[Excerpts from point annotation data]
* Start *
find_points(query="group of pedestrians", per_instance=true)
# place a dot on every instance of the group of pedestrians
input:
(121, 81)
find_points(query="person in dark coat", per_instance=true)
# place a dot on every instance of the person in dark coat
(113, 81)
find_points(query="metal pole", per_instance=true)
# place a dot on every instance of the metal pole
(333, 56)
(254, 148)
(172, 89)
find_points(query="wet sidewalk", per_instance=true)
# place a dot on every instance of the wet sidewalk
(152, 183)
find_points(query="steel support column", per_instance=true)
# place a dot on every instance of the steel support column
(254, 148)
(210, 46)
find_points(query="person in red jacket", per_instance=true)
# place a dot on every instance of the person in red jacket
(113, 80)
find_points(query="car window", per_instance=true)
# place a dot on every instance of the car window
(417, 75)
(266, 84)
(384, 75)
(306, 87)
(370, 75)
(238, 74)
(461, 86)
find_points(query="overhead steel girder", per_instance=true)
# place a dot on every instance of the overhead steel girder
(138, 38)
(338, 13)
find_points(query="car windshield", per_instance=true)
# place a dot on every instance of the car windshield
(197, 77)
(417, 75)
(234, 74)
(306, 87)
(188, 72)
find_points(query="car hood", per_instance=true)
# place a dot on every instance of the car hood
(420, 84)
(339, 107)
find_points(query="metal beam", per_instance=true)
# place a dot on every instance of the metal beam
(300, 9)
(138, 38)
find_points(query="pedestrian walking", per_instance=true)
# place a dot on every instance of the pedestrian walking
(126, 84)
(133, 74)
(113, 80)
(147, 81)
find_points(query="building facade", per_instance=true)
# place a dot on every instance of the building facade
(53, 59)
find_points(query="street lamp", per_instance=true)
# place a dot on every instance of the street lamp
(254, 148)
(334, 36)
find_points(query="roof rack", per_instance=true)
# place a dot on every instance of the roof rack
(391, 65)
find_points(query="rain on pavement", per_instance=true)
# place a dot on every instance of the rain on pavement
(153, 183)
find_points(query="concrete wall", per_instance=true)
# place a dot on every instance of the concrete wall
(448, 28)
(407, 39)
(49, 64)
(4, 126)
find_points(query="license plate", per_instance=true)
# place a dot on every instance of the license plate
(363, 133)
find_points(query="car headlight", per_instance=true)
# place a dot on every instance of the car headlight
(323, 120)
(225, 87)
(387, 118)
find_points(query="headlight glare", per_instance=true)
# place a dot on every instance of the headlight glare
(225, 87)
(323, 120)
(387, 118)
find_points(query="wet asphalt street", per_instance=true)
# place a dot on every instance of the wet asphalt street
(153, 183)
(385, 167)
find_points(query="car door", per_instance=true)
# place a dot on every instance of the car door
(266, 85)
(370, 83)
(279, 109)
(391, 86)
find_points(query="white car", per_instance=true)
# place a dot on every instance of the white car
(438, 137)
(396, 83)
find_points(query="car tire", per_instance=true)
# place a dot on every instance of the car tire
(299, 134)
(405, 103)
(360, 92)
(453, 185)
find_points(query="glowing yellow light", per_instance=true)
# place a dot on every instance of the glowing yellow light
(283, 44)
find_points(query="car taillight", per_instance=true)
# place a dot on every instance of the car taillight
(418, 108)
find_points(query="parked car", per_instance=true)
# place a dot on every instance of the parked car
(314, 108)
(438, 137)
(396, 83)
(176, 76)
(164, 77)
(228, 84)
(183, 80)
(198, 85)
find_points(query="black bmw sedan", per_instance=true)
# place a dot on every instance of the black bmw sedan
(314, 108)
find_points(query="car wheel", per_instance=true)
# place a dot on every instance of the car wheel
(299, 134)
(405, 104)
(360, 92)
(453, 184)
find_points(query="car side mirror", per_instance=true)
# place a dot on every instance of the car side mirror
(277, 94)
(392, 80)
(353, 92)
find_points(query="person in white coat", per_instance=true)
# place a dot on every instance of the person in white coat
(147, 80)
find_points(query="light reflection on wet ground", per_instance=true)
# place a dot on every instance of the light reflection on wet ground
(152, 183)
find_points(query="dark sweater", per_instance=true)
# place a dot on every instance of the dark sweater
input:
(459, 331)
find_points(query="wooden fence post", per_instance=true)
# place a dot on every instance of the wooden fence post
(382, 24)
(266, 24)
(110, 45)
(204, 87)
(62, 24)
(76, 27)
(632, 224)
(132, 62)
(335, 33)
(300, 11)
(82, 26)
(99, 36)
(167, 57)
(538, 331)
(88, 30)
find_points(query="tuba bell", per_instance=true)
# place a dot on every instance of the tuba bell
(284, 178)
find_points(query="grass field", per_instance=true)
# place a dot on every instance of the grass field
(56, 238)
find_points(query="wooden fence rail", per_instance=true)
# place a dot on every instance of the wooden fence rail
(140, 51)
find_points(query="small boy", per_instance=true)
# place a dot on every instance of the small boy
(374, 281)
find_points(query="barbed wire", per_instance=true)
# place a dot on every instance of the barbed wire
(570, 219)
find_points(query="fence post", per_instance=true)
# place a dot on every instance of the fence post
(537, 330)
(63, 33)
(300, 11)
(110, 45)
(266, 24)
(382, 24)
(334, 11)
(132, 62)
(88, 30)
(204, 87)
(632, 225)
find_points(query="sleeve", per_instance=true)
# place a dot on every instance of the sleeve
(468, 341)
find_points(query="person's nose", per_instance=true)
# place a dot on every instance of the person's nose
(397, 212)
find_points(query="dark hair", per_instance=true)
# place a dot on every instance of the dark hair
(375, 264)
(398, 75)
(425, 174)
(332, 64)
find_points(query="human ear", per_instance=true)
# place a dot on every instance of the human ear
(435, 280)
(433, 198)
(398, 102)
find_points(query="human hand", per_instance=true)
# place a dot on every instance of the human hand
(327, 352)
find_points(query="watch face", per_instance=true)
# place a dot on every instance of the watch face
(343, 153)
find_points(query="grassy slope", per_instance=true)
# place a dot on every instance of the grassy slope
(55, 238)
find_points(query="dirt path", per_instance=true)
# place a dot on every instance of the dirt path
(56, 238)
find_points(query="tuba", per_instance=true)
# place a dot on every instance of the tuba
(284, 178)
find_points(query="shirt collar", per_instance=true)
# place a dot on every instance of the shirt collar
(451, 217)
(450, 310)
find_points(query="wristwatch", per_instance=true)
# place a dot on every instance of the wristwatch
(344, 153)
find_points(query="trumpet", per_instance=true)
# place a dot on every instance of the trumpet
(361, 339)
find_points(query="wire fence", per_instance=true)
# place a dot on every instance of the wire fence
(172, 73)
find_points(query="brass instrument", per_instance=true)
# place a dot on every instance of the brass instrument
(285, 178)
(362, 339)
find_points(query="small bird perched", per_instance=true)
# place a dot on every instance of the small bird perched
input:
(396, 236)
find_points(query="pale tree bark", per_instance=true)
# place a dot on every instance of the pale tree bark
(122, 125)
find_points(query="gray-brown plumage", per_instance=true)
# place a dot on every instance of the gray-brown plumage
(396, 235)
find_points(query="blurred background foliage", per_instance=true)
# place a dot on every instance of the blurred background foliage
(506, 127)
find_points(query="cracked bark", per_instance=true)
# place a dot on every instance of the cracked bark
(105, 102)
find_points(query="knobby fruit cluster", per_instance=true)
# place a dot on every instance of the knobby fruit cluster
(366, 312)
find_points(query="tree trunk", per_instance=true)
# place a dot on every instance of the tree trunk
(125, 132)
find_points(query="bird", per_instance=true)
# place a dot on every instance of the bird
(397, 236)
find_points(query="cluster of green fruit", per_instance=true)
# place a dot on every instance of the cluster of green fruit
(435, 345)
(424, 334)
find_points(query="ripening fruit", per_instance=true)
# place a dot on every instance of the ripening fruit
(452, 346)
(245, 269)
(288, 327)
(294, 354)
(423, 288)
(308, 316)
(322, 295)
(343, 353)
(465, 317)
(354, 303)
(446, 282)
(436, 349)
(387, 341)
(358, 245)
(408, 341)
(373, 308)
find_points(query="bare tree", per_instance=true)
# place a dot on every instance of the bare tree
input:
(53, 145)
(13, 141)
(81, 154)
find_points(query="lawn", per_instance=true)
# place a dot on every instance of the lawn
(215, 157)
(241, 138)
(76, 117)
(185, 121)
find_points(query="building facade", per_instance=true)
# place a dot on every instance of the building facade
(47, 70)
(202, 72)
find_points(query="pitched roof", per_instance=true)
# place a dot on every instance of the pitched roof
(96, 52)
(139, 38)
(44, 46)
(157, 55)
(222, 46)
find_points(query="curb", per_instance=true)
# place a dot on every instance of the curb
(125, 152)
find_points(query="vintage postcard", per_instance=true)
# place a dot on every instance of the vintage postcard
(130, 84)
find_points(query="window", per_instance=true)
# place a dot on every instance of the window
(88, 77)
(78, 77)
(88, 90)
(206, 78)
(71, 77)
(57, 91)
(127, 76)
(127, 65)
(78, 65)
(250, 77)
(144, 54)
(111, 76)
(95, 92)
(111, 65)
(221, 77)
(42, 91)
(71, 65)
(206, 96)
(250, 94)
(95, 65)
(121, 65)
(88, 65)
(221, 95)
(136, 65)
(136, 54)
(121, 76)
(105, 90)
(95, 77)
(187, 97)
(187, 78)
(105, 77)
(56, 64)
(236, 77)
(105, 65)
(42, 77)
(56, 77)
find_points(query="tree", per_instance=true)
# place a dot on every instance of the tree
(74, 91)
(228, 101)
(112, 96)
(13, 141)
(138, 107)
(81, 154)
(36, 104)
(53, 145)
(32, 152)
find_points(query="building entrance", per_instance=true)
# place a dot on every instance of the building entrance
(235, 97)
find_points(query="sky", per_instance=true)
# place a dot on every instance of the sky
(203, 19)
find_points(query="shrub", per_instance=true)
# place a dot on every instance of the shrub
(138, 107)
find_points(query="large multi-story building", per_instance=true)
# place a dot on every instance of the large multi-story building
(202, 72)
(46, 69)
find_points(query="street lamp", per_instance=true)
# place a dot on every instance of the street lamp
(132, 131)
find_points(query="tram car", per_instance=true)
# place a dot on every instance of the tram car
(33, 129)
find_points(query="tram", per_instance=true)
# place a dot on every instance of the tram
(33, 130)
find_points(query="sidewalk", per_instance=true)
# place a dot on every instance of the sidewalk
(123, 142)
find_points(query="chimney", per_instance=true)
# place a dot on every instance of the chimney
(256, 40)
* End *
Problem details → From the data above, pull out each line that contains the word "pitched" and copy it unchanged.

Solution to the exercise →
find_points(query="pitched roof", per_instance=true)
# place a dot on every instance of the pitched roof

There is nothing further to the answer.